* [Stored records]:
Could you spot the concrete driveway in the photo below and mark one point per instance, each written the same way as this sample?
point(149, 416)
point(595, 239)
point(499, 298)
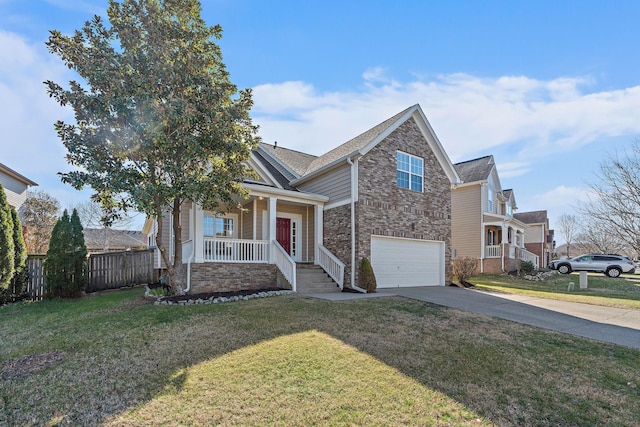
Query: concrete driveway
point(612, 325)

* [Task goal]: In the listing above, replace "concrete driveway" with "paved driveway" everywhere it occurs and change nothing else. Write out the whole listing again without the pictures.

* [Answer to the problem]:
Could you spot the paved driveway in the photo below and mark one point per instance, each written the same way as this sample?
point(149, 416)
point(595, 239)
point(499, 298)
Query: paved driveway
point(612, 325)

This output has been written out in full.